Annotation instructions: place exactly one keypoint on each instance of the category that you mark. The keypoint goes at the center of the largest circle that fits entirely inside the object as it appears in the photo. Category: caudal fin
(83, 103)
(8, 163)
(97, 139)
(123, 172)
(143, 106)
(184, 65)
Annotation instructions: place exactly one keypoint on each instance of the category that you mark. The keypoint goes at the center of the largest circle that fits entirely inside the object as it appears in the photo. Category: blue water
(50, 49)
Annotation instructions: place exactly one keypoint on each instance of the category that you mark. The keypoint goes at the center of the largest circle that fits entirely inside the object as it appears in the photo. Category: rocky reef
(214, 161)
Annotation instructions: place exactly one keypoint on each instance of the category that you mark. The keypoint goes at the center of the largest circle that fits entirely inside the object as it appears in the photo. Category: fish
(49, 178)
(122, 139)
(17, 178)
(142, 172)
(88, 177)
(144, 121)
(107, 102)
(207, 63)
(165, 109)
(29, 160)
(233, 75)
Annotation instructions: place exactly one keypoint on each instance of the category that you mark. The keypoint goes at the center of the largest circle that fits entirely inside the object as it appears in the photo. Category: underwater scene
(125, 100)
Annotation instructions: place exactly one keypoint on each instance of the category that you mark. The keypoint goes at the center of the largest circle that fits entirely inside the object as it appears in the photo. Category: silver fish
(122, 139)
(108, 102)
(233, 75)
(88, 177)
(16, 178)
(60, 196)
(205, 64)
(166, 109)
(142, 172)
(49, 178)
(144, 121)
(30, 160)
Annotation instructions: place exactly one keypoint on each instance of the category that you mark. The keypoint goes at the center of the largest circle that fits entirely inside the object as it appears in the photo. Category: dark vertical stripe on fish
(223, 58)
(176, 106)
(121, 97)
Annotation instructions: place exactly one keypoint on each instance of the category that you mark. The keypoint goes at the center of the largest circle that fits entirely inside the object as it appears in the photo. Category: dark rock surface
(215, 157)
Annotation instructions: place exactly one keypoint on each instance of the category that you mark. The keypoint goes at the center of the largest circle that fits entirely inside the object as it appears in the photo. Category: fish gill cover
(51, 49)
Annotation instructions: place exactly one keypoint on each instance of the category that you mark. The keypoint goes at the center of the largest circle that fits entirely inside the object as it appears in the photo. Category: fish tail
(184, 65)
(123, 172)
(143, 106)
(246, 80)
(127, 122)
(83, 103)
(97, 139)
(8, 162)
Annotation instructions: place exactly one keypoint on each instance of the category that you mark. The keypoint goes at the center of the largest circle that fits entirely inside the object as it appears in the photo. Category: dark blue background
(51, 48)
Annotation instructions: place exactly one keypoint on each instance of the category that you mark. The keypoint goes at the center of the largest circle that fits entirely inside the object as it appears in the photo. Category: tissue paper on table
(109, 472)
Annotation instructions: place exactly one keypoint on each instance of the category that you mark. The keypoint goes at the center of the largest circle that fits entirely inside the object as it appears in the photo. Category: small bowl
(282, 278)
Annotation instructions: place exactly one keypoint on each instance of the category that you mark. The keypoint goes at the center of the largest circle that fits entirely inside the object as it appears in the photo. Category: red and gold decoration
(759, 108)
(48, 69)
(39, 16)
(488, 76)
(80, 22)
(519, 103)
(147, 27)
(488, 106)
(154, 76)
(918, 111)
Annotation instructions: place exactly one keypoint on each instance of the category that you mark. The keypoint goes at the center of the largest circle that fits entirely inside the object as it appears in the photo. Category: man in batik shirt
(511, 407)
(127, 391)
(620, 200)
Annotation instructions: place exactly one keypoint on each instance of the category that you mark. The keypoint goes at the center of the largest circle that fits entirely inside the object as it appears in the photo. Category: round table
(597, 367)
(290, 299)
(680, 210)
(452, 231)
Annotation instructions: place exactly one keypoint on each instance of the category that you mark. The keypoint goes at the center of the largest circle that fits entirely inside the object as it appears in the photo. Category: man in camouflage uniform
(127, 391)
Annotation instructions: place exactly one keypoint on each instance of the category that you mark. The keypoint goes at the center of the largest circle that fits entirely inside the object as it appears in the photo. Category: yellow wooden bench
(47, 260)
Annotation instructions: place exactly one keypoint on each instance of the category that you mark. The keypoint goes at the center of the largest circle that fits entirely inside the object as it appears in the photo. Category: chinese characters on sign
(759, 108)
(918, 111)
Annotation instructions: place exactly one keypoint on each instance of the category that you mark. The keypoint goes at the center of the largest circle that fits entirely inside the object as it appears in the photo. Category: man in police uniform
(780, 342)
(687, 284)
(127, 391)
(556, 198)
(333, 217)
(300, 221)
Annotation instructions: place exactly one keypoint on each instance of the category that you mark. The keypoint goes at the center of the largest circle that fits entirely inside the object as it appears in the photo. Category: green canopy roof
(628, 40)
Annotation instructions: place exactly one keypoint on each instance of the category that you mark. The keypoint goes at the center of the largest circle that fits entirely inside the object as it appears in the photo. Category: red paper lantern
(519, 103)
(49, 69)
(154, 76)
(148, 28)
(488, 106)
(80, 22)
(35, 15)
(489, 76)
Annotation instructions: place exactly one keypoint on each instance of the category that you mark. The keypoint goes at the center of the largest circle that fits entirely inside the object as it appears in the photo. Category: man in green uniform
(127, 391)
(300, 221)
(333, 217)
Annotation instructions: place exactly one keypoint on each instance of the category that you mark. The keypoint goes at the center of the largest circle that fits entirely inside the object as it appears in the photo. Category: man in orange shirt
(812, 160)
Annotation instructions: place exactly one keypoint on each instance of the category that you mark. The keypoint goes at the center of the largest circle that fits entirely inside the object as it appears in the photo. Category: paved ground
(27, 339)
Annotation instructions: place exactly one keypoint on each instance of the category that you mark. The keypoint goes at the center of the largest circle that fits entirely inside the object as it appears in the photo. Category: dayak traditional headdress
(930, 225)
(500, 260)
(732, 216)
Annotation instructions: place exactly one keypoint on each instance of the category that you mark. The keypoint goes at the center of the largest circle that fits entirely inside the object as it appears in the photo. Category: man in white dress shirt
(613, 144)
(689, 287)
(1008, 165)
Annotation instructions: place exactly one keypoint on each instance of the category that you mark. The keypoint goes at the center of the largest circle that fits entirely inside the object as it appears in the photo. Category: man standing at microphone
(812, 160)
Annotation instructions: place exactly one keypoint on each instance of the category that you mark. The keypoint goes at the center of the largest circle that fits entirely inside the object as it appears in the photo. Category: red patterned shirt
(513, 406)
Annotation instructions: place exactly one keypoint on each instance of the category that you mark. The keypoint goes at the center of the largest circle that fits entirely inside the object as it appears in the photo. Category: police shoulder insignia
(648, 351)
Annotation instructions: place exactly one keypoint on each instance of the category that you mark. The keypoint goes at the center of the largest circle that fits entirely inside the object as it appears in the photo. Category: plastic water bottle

**Description of the task**
Output all of the data above without any alteration.

**Exercise response**
Annotation instructions: place exactly one keypoint on each instance of the category that you mark. The keypoint goes at the center of the largest circle that fits entirely inside the object as it appears in the photo. Category: caudal fin
(83, 103)
(8, 163)
(97, 139)
(123, 172)
(143, 106)
(184, 65)
Annotation instructions: place exactly one keypoint on each instance of the category that you mark. The keypoint goes at the center of the largest circle that fits entirely inside the object as it appears in the photo. Category: blue water
(50, 49)
Annotation instructions: place exactly one keypoint on each instance of the category that you mark. The keypoint goes at the center of the largest circle that fits entirely inside the object as it appears in the photo. Category: rocky reef
(214, 161)
Annotation instructions: place exactly one keypoint on each instance of the category that you mark. The keypoint goes at the center of the largest circle that fits entirely inside the object as it appears in the photo. Category: fish
(49, 178)
(122, 139)
(17, 178)
(142, 172)
(88, 177)
(144, 121)
(107, 102)
(207, 63)
(165, 109)
(29, 160)
(233, 75)
Annotation instructions: place exactly one keypoint on each instance of the category that you mark. The keypoint goes at the center of the largest circle that fits entirely inside the object as it appears in the photo. Category: underwater scene
(125, 100)
Annotation instructions: place exactly one keypoint on each instance of the category that you mark. The keypoint goes at the center of the largest circle that fits entirely inside the object as it appears in the photo. Category: silver fish
(122, 139)
(108, 102)
(233, 75)
(88, 177)
(16, 178)
(60, 196)
(205, 64)
(166, 109)
(142, 172)
(49, 178)
(144, 121)
(30, 160)
Annotation instructions: place exactly one keypoint on each instance of the category that you mark. The keypoint goes at the center of the largest circle that fits entirely inside the object as it appears in the photo. Category: dark vertical stripe on fish
(223, 58)
(176, 106)
(121, 97)
Annotation instructions: place exactly one keypoint on each instance of the category that you mark. The keypoint goes at the center of the largest circle that fits entirely inside the object as it appears in the photo. Category: dark rock surface
(215, 157)
Annotation instructions: place exactly one keypoint on each instance of the category that you mark. The keypoint goes at the center of the largest circle that fits entirely inside the object as it appears in the photo. Category: fish gill cover
(51, 49)
Annotation instructions: place exactly one keypoint on each instance of the category that you mark. The keypoint goes at the center of the largest circle that fits entirely inside the object as it appears in the photo. Category: fish tail
(184, 65)
(123, 172)
(143, 106)
(246, 80)
(127, 122)
(83, 103)
(97, 139)
(8, 162)
Annotation instructions: place exactly one keypoint on each instance of the category that you mark. The keypoint goes at the center of the largest circle that fits entirely inside the object as it appears in the photo. Category: dark blue background
(51, 48)
Annotation instructions: place exactly one keypoint on each instance of the category that you mark. The keypoint goes at the center of the largest circle that fits entirely inside the object as it appears in the photo. Category: tissue paper on table
(109, 472)
Annotation instructions: place exactly one keypoint on each instance of the category that you mark. The keypoint goes at the center of the largest circle that fits entirely inside the object as it appears in the photo. Category: small bowl
(282, 278)
Annotation instructions: place exactly one keypoint on each instance of the category that you mark. The keypoint goes at the center of the largest circle that fits entirely inside the object as it appears in the photo. Category: red and gold decoration
(759, 108)
(48, 69)
(39, 16)
(488, 76)
(80, 22)
(519, 103)
(147, 27)
(488, 106)
(154, 76)
(918, 111)
Annotation instructions: place exactly one keypoint on each instance of the category that you mark. The keypoint goes at the center of the largest circle that fits entirely inside the object as it appears in the photo. Category: man in batik shirt
(511, 407)
(127, 391)
(620, 200)
Annotation instructions: place exactly one keypoint on each instance of the category that you mark. The keypoint goes at the center of the largest circle that fits entirely inside the object as it appears in the photo. Category: round table
(597, 367)
(290, 299)
(680, 210)
(452, 231)
Annotation instructions: place exactly one keypoint on each instance of the category that you mark. The keypoint goes at the center of the largest circle that fits entirely inside the object as it appears in the photo. Category: man in camouflage uniform
(127, 391)
Annotation instructions: place exactly one keypoint on each instance of the category that you mark. The keypoint goes at the center of the largest circle that fits entirely inside the object as it appears in the photo. Category: yellow wooden bench
(47, 260)
Annotation instructions: place exactly one keypoint on each instance of the category that you mark. The keypoint goes at the center of the largest circle that fits entirely inside the object as it appears in the photo. Category: chinese characters on sign
(759, 108)
(918, 111)
Annotation instructions: place exactly one keypoint on each instance of the category that you mark. The keypoint goes at the center of the largest circle that fits entirely inside the object as it appears in the photo. Category: man in police uniform
(780, 342)
(687, 284)
(127, 391)
(556, 198)
(333, 217)
(300, 221)
Annotation instructions: place exactly one keypoint on each instance of the category that you mark. The keypoint goes at the center of the largest circle that fits entirely inside the object as it appears in the photo. Category: green canopy roof
(628, 40)
Annotation instructions: place exactly one keypoint on each instance of the category that you mark. The keypoint goes at the center of the largest circle that fits entirely inside the object as it appears in the photo. Category: red paper lantern
(519, 103)
(49, 69)
(154, 76)
(148, 28)
(488, 106)
(80, 22)
(35, 15)
(489, 76)
Annotation instructions: place exactly one keypoint on each instance of the category that you mark. The keypoint goes at the center of the largest circle that fits entirely inside the object as it appears in the photo. Category: man in green uniform
(127, 391)
(300, 221)
(333, 217)
Annotation instructions: place exactly one keypoint on each instance of the category that you mark. The keypoint goes at the center of the largest circle that fits entirely inside the object as it appears in the photo. Category: man in orange shirt
(812, 160)
Annotation instructions: place exactly one keypoint on each instance of the category that you mark. The keypoint goes at the center of the largest circle that fits entirely inside the object as it appears in the photo. Category: paved ground
(27, 339)
Annotation instructions: place exactly one keypoint on each instance of the category that you mark. The keypoint goes at the center of the largest circle that fits entirely inside the object as it appears in the photo. Category: dayak traditional headdress
(930, 225)
(500, 260)
(732, 216)
Annotation instructions: place exactly one keypoint on each instance of the category that you mark. The keypoint goes at the center of the largest circle that fits entirely inside the object as it appears in the photo. Category: man in white dress shirt
(613, 144)
(689, 287)
(1008, 165)
Annotation instructions: place exactly one keypoint on each instance of the category that you mark. The keypoint goes at the center of the largest circle that fits entirely inside the object as it appears in the photo. Category: man standing at microphone
(812, 160)
Annotation instructions: place exactly one keypoint on each instance of the category that you mark. The keypoint goes at the center of the largest circle that fits entirely inside the object as it appears in the photo. Category: red patterned shirt
(513, 406)
Annotation instructions: place exactly one keypoint on each instance of the category that you mark. The keypoint goes at the center of the largest circle that fits entirely inside the object as it appears in the photo. Category: police shoulder insignia
(648, 351)
Annotation instructions: place exactly one keypoint on each instance of the category that you mark. The keypoint goes at the center of the largest circle that fits entirely inside the object as it appears in the photo. Category: plastic water bottle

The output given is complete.